On Thu, Nov 17, 2016 at 8:32 AM, Richard Biener
<[email protected]> wrote:
> On Wed, Nov 16, 2016 at 6:20 PM, Bin Cheng <[email protected]> wrote:
>> Hi,
>> Currently test gfortran.dg/vect/fast-math-mgrid-resid.f checks all
>> predictive commoning opportunities for all possible loops. This makes it
>> fragile because vectorizer may peel the loop differently, as well as may
>> choose different vector factors. For example, on x86-solaris, vectorizer
>> doesn't peel for prologue loop; for -march=haswell, the case is long time
>> failed because vector factor is 4, while iteration distance of predictive
>> commoning opportunity is smaller than 4. This patch refines it by only
>> checking if predictive commoning variable is created when vector factor is
>> 2; or vectorization variable is created when factor is 4. This works since
>> we have only one main loop, and only one vector factor can be used.
>> Test result checked for various x64 targets. Is it OK?
>
> I think that as you write the test is somewhat fragile. But rather
> than adjusting the scanning like you do
> I'd add --param vect-max-peeling-for-alignment=0 and -mprefer-avx128
In this way, is it better to add "--param
vect-max-peeling-for-alignment=0" for all targets? Otherwise we still
need to differentiate test string to handle different targets. But I
have another question here: what if a target can't handle unaligned
access and vectorizer have to peel for alignment for it?
Also do you think it's ok to check predictive commoning PHI node as below?
# vectp_u.122__lsm0.158_94 = PHI <vectp_u.122__lsm0.158_95(8), _96(6)>
In this way, we don't need to take possible prologue/epilogue loops
into consideration.
> as additional option on x86_64-*-* i?86-*-*.
>
> Your new pattern would fail with avx512 if vector (8) real would be used.
>
> What's the actual change that made the testcase fail btw?
There are two cases.
A) After vect_do_peeling change, vectorizer may only peel one
iteration for prologue loop (if vf == 2), below test string was added
for this reason:
! { dg-final { scan-tree-dump-times "Loop iterates only 1 time,
nothing to do" 1 "pcom" } }
This fails on x86_64 solaris because prologue loop is not peeled at all.
B) Depending on ilp, I think below test strings fail for long time with haswell:
! { dg-final { scan-tree-dump-times "Executing predictive commoning
without unrolling" 1 "pcom" { target lp64 } } }
! { dg-final { scan-tree-dump-times "Executing predictive commoning
without unrolling" 2 "pcom" { target ia32 } } }
Because vectorizer choose vf==4 in this case, and there is no
predictive commoning opportunities at all.
Also the newly added test string fails in this case too because the
prolog peeled iterates more than 1 times.
Thanks,
bin
>
> Richard.
>
>> Thanks,
>> bin
>>
>> gcc/testsuite/ChangeLog
>> 2016-11-16 Bin Cheng <[email protected]>
>>
>> PR testsuite/78114
>> * gfortran.dg/vect/fast-math-mgrid-resid.f: Refine test by
>> checking predictive commining variables in vectorized loop
>> wrto vector factor.

§ **Records for processing**:
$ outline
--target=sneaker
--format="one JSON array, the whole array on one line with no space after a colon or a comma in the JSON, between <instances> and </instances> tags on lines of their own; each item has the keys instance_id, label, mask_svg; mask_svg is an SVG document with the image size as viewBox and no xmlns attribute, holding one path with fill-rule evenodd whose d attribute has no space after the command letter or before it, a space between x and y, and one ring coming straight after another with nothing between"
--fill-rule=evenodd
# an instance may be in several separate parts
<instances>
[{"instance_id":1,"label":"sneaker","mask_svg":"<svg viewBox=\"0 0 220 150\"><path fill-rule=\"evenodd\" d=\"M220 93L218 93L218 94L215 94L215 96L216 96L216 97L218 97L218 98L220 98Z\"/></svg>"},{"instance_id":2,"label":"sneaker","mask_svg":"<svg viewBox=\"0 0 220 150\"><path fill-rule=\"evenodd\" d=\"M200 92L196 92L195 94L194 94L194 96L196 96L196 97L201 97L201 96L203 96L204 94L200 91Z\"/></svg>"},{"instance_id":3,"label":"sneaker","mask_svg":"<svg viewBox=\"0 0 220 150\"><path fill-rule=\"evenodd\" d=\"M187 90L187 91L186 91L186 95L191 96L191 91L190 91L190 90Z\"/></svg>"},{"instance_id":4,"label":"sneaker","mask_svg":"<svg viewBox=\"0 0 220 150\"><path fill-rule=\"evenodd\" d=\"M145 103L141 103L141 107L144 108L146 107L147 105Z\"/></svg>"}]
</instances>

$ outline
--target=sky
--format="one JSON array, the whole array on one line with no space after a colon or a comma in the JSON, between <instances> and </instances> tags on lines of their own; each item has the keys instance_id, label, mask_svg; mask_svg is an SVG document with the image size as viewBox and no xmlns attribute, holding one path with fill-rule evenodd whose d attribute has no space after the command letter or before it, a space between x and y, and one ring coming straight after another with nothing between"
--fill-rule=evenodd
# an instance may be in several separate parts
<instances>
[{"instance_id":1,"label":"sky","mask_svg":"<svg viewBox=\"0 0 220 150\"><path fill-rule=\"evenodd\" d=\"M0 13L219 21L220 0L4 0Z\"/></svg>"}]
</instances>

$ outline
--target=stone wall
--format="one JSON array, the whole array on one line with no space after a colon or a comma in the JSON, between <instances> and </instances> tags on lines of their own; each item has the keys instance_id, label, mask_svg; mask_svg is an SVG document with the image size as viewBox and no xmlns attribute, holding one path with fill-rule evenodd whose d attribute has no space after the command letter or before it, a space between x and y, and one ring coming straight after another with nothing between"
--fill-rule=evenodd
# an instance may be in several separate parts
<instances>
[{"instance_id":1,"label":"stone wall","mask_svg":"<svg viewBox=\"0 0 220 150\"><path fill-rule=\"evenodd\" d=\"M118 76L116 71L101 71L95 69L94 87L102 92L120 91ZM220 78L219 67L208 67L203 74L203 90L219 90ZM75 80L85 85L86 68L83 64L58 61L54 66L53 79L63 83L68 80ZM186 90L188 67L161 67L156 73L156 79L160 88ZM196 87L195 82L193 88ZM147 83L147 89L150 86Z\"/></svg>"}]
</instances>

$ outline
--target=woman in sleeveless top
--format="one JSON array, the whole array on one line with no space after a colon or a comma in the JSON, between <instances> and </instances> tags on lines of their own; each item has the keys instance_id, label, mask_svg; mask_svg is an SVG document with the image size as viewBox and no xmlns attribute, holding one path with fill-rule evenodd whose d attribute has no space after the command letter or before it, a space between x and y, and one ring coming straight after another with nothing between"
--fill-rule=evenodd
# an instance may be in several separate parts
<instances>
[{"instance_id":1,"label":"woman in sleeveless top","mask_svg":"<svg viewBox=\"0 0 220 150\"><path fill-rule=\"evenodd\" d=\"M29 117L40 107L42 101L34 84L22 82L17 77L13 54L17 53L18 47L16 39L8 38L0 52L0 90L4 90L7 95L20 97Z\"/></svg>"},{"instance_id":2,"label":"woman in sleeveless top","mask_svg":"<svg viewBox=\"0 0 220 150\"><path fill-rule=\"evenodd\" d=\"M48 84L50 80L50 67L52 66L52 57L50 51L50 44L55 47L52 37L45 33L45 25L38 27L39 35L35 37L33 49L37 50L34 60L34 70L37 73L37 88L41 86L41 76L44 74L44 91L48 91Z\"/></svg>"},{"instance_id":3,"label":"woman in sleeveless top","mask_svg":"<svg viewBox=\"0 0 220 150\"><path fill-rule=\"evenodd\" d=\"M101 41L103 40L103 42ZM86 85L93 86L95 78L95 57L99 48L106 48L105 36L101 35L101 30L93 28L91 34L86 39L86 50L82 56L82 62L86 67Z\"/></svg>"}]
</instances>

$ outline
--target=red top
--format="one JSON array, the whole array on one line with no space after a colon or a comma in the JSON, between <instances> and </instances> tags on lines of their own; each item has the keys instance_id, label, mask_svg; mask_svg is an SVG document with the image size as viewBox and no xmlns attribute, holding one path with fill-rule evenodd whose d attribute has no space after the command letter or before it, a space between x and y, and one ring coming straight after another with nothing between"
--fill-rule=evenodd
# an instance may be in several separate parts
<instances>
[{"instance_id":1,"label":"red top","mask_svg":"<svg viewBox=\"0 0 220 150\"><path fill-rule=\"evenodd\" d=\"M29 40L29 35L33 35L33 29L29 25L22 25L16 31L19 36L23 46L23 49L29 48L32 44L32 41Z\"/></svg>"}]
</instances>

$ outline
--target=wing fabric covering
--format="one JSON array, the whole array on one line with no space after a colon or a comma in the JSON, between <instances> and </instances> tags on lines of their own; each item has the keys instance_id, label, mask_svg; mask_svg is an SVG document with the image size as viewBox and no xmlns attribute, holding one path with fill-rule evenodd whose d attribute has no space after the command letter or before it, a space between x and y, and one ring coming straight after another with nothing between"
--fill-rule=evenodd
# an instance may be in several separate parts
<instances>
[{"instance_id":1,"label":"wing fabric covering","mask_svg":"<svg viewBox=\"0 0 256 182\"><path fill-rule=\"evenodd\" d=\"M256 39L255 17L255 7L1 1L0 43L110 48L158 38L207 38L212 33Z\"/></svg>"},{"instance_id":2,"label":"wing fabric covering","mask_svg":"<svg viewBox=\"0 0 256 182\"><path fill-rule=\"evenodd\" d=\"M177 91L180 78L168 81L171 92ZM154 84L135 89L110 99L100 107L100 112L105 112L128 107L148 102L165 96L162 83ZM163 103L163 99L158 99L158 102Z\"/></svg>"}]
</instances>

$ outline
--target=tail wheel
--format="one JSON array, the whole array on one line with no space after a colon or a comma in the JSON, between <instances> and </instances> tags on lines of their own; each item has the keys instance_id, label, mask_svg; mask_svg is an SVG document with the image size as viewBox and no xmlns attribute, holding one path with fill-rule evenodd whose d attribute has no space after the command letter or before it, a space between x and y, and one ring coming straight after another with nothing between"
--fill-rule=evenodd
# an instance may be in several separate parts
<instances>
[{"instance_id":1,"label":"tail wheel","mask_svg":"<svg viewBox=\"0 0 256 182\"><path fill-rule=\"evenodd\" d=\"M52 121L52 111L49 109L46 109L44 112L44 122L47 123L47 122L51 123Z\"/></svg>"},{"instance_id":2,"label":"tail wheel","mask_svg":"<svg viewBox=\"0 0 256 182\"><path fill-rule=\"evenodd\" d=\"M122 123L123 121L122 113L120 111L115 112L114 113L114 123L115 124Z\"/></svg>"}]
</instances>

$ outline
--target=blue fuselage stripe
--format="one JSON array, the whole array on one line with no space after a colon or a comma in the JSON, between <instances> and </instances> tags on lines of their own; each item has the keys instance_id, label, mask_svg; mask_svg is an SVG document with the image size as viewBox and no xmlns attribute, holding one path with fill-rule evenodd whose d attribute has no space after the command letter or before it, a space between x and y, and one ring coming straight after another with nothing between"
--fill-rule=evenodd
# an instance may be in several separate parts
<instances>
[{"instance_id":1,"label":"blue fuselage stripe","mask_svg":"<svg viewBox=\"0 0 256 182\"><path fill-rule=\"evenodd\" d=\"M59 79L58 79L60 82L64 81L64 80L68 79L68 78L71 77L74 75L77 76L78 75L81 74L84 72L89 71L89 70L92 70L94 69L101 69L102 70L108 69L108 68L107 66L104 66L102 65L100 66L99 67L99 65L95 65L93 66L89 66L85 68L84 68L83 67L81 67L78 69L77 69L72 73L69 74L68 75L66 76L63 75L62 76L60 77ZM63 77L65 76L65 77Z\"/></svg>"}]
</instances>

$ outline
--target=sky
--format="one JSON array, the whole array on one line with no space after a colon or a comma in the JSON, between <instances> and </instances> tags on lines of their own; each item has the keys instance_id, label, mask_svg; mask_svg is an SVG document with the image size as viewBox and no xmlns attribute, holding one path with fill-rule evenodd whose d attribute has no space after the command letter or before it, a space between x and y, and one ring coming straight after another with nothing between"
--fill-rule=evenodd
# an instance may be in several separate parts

§ **Set tasks**:
• 1. In the thread, why does the test fail on x86_64 Solaris?
• 2. Please list every line of the rows that contains the string "target", with case counting.
The thread and the rows have nothing to do with each other.

§ **Answers below**:
• 1. It fails because the prologue loop is not peeled at all.

• 2.
--target=sneaker
--target=sky
--target=stone wall
--target=woman in sleeveless top
--target=red top
--target=wing fabric covering
--target=tail wheel
--target=blue fuselage stripe
--target=sky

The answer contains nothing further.